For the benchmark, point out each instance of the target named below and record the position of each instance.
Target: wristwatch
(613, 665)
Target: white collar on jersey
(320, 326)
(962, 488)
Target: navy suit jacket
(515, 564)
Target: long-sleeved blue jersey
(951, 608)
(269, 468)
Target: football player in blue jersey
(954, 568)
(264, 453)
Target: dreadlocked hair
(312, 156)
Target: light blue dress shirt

▬▬▬▬▬▬

Could you output every line of the rows above as a JSON list of strings, one string per line, with blank lines left out?

### Worked solution
[
  "For the benchmark, point out each instance of the target named below and record the position of each instance.",
  "Target: wristwatch",
  "(613, 665)",
  "Target: white collar on jersey",
  "(320, 326)",
  "(962, 488)",
  "Target: navy suit jacket",
  "(515, 564)",
  "Target: long-sleeved blue jersey",
  "(951, 608)",
  "(269, 468)",
  "Target: football player in blue jersey",
  "(954, 568)",
  "(264, 453)",
  "Target: dreadlocked hair",
  "(312, 156)",
  "Target: light blue dress shirt"
]